* _Stored records_
----
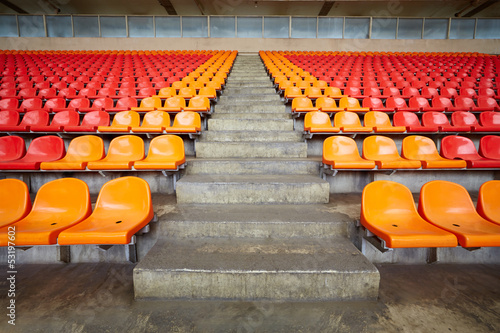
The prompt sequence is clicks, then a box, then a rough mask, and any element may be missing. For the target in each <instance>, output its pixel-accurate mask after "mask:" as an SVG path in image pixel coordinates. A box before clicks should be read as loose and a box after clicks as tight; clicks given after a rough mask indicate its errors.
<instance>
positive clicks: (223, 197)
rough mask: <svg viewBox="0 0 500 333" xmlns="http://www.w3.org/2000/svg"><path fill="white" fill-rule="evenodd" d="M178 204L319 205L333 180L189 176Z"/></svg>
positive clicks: (185, 179) (293, 176)
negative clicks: (255, 204) (332, 180)
mask: <svg viewBox="0 0 500 333" xmlns="http://www.w3.org/2000/svg"><path fill="white" fill-rule="evenodd" d="M176 194H177V203H178V204H319V203H327V202H328V200H329V183H327V182H326V181H324V180H322V179H321V178H320V177H319V176H310V175H221V176H217V175H187V176H184V177H182V178H181V179H180V180H179V181H178V182H177V189H176Z"/></svg>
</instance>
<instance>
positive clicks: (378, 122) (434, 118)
mask: <svg viewBox="0 0 500 333" xmlns="http://www.w3.org/2000/svg"><path fill="white" fill-rule="evenodd" d="M479 119H480V123H479V122H478V120H477V118H476V116H475V115H474V114H473V113H470V112H464V111H457V112H455V113H453V114H452V116H451V123H450V120H449V119H448V117H447V116H446V115H445V114H443V113H438V112H427V113H424V114H423V115H422V124H420V120H419V119H418V117H417V115H416V114H415V113H412V112H405V111H401V112H396V113H395V114H394V116H393V124H391V120H390V118H389V115H388V114H386V113H383V112H380V111H369V112H367V113H366V114H365V115H364V122H363V125H361V121H360V118H359V117H358V114H357V113H354V112H349V111H341V112H337V113H335V116H334V119H333V123H334V126H332V121H331V119H330V117H329V115H328V114H327V113H324V112H321V111H312V112H308V113H307V114H306V116H305V118H304V133H305V134H306V135H307V136H308V137H312V135H313V134H325V133H415V132H417V133H418V132H425V133H438V132H439V133H458V132H460V133H478V132H479V133H484V132H499V131H500V113H495V112H483V113H481V114H480V117H479Z"/></svg>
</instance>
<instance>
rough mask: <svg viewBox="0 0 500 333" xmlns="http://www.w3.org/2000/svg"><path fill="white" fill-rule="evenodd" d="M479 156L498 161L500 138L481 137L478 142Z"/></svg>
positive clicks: (495, 137) (493, 135)
mask: <svg viewBox="0 0 500 333" xmlns="http://www.w3.org/2000/svg"><path fill="white" fill-rule="evenodd" d="M479 155H481V156H483V157H485V158H489V159H492V160H500V136H497V135H486V136H483V137H482V138H481V141H479Z"/></svg>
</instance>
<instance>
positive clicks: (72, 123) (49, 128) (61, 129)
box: [30, 110, 80, 132]
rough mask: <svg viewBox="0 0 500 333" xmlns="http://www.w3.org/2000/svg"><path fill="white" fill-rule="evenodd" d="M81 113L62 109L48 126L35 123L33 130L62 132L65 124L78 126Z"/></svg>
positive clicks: (30, 128)
mask: <svg viewBox="0 0 500 333" xmlns="http://www.w3.org/2000/svg"><path fill="white" fill-rule="evenodd" d="M79 123H80V115H79V114H78V112H76V111H73V110H67V111H61V112H58V113H56V114H55V115H54V118H53V119H52V122H51V123H50V125H48V126H40V125H33V126H31V127H30V130H31V131H32V132H62V131H63V128H64V126H78V124H79Z"/></svg>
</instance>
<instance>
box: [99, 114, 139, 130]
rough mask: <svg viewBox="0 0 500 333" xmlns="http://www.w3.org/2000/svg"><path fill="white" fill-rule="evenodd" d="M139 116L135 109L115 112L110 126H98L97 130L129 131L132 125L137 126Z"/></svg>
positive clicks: (138, 120) (138, 121) (137, 123)
mask: <svg viewBox="0 0 500 333" xmlns="http://www.w3.org/2000/svg"><path fill="white" fill-rule="evenodd" d="M140 123H141V117H140V116H139V114H138V113H137V112H135V111H122V112H118V113H117V114H115V116H114V118H113V122H112V123H111V126H99V127H97V130H98V131H99V132H130V129H131V128H132V127H139V125H140Z"/></svg>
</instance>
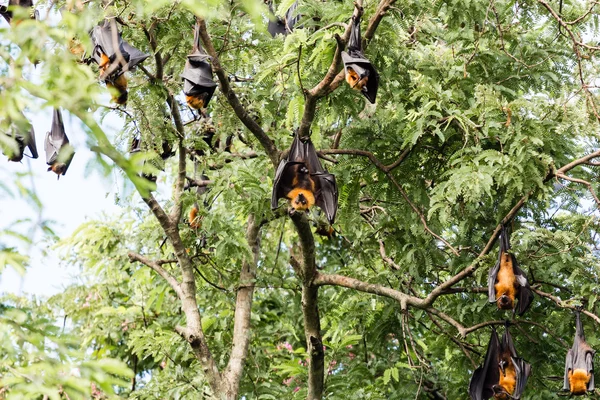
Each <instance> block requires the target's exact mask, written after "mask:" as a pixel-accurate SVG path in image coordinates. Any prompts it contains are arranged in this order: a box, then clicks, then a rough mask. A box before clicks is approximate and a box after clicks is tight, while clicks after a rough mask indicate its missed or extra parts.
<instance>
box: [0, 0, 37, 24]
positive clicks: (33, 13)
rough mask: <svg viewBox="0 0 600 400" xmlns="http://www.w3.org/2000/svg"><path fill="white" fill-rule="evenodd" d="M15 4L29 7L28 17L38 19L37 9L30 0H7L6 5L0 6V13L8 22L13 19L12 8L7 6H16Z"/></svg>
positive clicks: (24, 7) (18, 5) (19, 5)
mask: <svg viewBox="0 0 600 400" xmlns="http://www.w3.org/2000/svg"><path fill="white" fill-rule="evenodd" d="M17 6H18V7H24V8H29V9H30V10H31V13H30V18H31V19H38V11H37V10H36V9H35V8H34V6H33V1H32V0H9V1H8V7H7V6H0V15H2V16H3V17H4V19H5V20H6V21H7V22H8V23H9V24H10V23H11V22H12V19H13V13H12V10H11V9H10V8H9V7H11V8H12V7H17ZM17 23H18V22H17Z"/></svg>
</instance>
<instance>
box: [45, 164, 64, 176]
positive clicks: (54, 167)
mask: <svg viewBox="0 0 600 400" xmlns="http://www.w3.org/2000/svg"><path fill="white" fill-rule="evenodd" d="M66 169H67V164H65V163H54V164H52V165H51V166H50V167H49V168H48V171H52V172H54V173H55V174H56V175H59V176H60V175H61V174H62V173H63V172H65V170H66Z"/></svg>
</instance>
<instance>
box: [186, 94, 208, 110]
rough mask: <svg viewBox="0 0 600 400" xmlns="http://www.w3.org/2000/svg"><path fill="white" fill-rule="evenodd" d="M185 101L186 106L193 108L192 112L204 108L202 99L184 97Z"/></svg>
mask: <svg viewBox="0 0 600 400" xmlns="http://www.w3.org/2000/svg"><path fill="white" fill-rule="evenodd" d="M185 100H186V101H187V103H188V106H190V107H191V108H193V109H194V110H200V109H201V108H204V99H203V98H199V97H196V96H185Z"/></svg>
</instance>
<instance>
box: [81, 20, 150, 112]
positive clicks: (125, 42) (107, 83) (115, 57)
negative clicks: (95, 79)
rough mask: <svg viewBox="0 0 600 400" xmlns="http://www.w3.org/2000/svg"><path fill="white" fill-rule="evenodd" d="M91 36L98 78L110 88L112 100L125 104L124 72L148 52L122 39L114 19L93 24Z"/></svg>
mask: <svg viewBox="0 0 600 400" xmlns="http://www.w3.org/2000/svg"><path fill="white" fill-rule="evenodd" d="M113 24H115V25H114V29H113ZM91 37H92V43H93V44H94V51H93V53H92V57H91V59H92V60H93V61H95V62H96V63H97V64H98V69H99V70H100V80H102V81H104V82H106V87H108V88H109V89H110V90H111V92H112V98H113V101H114V102H115V103H117V104H120V105H125V104H126V103H127V98H128V92H127V78H126V76H125V72H127V71H131V70H133V69H134V68H135V67H136V66H137V65H138V64H140V63H141V62H143V61H144V60H145V59H146V58H148V57H149V56H150V54H146V53H144V52H142V51H140V50H138V49H137V48H135V47H133V46H132V45H130V44H129V43H127V42H126V41H125V40H123V38H122V37H121V33H120V32H119V31H118V30H117V28H116V23H115V22H114V21H112V22H111V21H110V20H105V21H104V23H103V24H102V25H98V26H95V27H94V29H92V32H91Z"/></svg>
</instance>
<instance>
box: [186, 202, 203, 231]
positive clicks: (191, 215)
mask: <svg viewBox="0 0 600 400" xmlns="http://www.w3.org/2000/svg"><path fill="white" fill-rule="evenodd" d="M188 219H189V220H190V228H192V229H200V228H201V227H202V221H201V218H200V217H198V207H196V205H195V204H194V205H193V206H192V208H191V209H190V213H189V215H188Z"/></svg>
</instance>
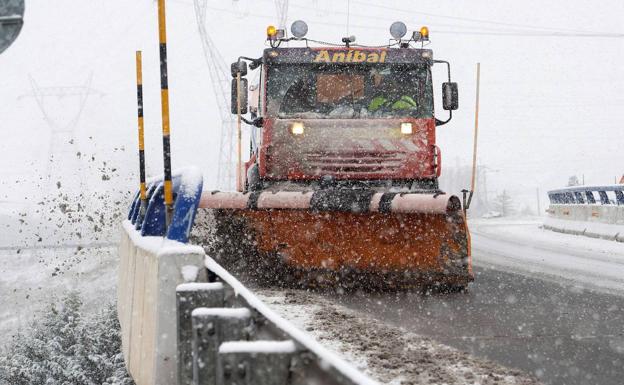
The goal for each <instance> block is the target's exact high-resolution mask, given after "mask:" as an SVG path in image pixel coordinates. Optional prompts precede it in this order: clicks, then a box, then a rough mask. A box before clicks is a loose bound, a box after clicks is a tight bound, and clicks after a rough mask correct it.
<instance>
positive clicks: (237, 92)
mask: <svg viewBox="0 0 624 385" xmlns="http://www.w3.org/2000/svg"><path fill="white" fill-rule="evenodd" d="M240 79H241V76H240V72H238V73H237V74H236V114H237V119H236V138H237V139H236V189H237V190H238V191H243V176H242V162H243V160H242V151H243V150H242V148H241V142H242V130H241V105H240V91H241V90H240Z"/></svg>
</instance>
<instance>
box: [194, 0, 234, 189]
mask: <svg viewBox="0 0 624 385" xmlns="http://www.w3.org/2000/svg"><path fill="white" fill-rule="evenodd" d="M193 3H194V6H195V18H196V21H197V29H198V30H199V35H200V37H201V42H202V49H203V51H204V58H205V60H206V64H207V65H208V69H209V74H210V80H211V82H212V91H213V92H214V95H215V101H216V103H217V107H218V108H219V115H220V118H221V133H220V141H219V162H218V167H217V187H218V188H220V189H227V190H231V189H234V187H235V184H236V172H235V171H236V162H235V158H234V134H235V123H236V121H235V120H234V117H233V115H232V114H231V112H230V87H229V85H230V75H229V71H228V66H227V65H226V64H225V60H223V57H222V56H221V54H220V53H219V51H218V49H217V47H216V46H215V44H214V42H213V41H212V39H211V38H210V35H208V32H207V31H206V5H207V0H194V1H193Z"/></svg>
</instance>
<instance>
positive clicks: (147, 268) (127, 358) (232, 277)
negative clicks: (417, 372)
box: [117, 220, 377, 385]
mask: <svg viewBox="0 0 624 385" xmlns="http://www.w3.org/2000/svg"><path fill="white" fill-rule="evenodd" d="M119 255H120V266H119V282H118V303H117V307H118V312H119V321H120V323H121V331H122V345H123V346H122V349H123V355H124V358H125V362H126V366H127V368H128V370H129V372H130V375H131V376H132V378H133V379H134V381H135V383H136V384H137V385H165V384H167V385H173V384H180V385H182V384H185V385H186V384H191V383H192V384H198V385H200V384H214V383H215V381H216V383H217V384H222V385H227V384H234V383H237V384H240V383H247V384H249V383H263V384H264V383H267V384H268V383H270V384H272V385H317V384H325V385H377V383H376V382H375V381H373V380H371V379H370V378H368V377H367V376H365V375H364V374H362V373H361V372H359V371H358V370H357V369H355V368H354V367H353V366H351V365H349V364H348V363H346V362H345V361H344V360H343V359H342V358H341V357H339V356H338V355H336V354H335V353H333V352H330V351H328V350H326V349H325V348H324V347H323V346H321V345H320V344H319V343H318V342H316V341H315V340H314V339H312V338H311V337H310V336H308V335H307V334H306V333H304V332H302V331H301V330H299V329H297V328H296V327H294V326H293V325H292V324H290V323H289V322H288V321H286V320H284V319H283V318H281V317H280V316H279V315H277V314H276V313H275V312H273V311H272V310H271V309H269V308H268V307H267V306H266V305H265V304H264V303H263V302H262V301H260V300H259V299H258V298H257V297H256V296H255V295H254V294H253V293H252V292H251V291H250V290H249V289H247V288H246V287H245V286H244V285H243V284H241V283H240V282H239V281H238V280H237V279H236V278H234V277H233V276H232V275H230V274H229V273H228V272H227V271H226V270H224V269H223V267H221V266H220V265H219V264H218V263H216V262H215V261H214V260H212V259H211V258H210V257H208V256H206V255H205V253H204V250H203V249H202V248H201V247H198V246H188V245H185V244H181V243H179V242H176V241H171V240H167V239H164V238H162V237H145V236H141V235H140V233H139V232H138V231H137V230H136V229H135V228H134V225H133V224H132V223H131V222H130V221H128V220H127V221H124V223H123V231H122V237H121V244H120V247H119ZM209 277H210V278H211V279H212V280H213V281H214V280H216V281H215V282H207V281H208V278H209ZM189 360H190V361H191V362H189ZM255 381H259V382H255Z"/></svg>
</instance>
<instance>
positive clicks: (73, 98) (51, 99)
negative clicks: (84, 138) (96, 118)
mask: <svg viewBox="0 0 624 385" xmlns="http://www.w3.org/2000/svg"><path fill="white" fill-rule="evenodd" d="M92 79H93V74H91V75H90V76H89V77H88V78H87V80H86V82H85V84H84V85H83V86H56V87H40V86H39V85H38V84H37V82H36V81H35V79H34V78H33V77H32V76H30V85H31V88H32V93H30V94H27V95H21V96H19V97H18V99H21V98H24V97H32V98H34V99H35V101H36V102H37V106H38V107H39V110H40V111H41V114H42V116H43V120H44V121H45V122H46V124H47V125H48V128H49V129H50V141H49V145H48V146H49V147H48V153H47V156H48V158H47V160H46V163H47V166H46V171H45V175H46V178H47V186H46V187H47V188H52V189H53V190H54V188H56V186H58V185H57V182H58V181H60V180H61V179H62V180H63V182H67V181H68V179H69V178H68V177H67V175H53V174H54V173H55V172H60V171H61V170H62V169H68V170H74V171H75V174H76V175H77V177H78V186H77V187H78V189H79V191H80V192H84V189H85V187H86V182H85V179H86V178H85V173H84V170H83V167H82V162H81V160H80V158H81V156H80V154H81V151H80V147H79V145H78V138H77V137H76V130H77V126H78V122H79V121H80V117H81V116H82V112H83V111H84V108H85V105H86V103H87V99H88V98H89V97H90V96H92V95H96V96H100V97H101V96H103V95H104V94H103V93H102V92H99V91H97V90H94V89H92V88H91V80H92ZM61 102H62V105H59V104H58V103H61ZM51 103H57V104H54V105H51ZM70 104H73V106H74V107H73V108H72V109H71V110H72V111H71V115H69V114H68V115H69V116H72V117H71V118H70V119H66V118H65V117H63V118H64V119H61V118H59V117H58V116H57V117H54V116H53V115H54V113H55V112H59V110H61V111H67V109H66V108H63V106H65V105H70ZM55 161H56V162H57V164H56V165H52V163H53V162H55ZM59 162H61V163H62V162H69V163H68V164H67V165H66V166H65V167H63V165H62V164H59ZM55 170H56V171H55ZM53 176H55V177H53ZM62 184H63V185H65V186H66V187H69V186H67V183H62ZM53 186H55V187H54V188H53Z"/></svg>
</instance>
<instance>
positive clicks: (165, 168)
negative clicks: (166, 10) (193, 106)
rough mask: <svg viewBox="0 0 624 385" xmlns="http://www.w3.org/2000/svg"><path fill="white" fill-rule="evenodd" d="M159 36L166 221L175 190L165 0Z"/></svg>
mask: <svg viewBox="0 0 624 385" xmlns="http://www.w3.org/2000/svg"><path fill="white" fill-rule="evenodd" d="M158 38H159V43H160V105H161V110H162V126H163V159H164V164H165V222H166V225H167V227H169V225H170V224H171V218H172V217H173V190H172V183H171V141H170V138H169V133H170V131H169V84H168V80H167V27H166V20H165V0H158Z"/></svg>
----
* _GOAL OF THE EXERCISE_
Copy the data above word for word, from the start through the line that contains "positive clicks: (223, 197)", including that line. Leave out the picture.

* _RESPONSE TO THIS EXERCISE_
The prompt sequence is clicks, then a box, then a rough mask, and any element may be missing. For the target in each <instance>, output its pixel-accurate mask after "mask:" as an SVG path in image pixel coordinates. A box before clicks should be read as loose and a box after clicks as tight; clicks given after a rough mask indicate its errors.
<instance>
positive clicks: (223, 197)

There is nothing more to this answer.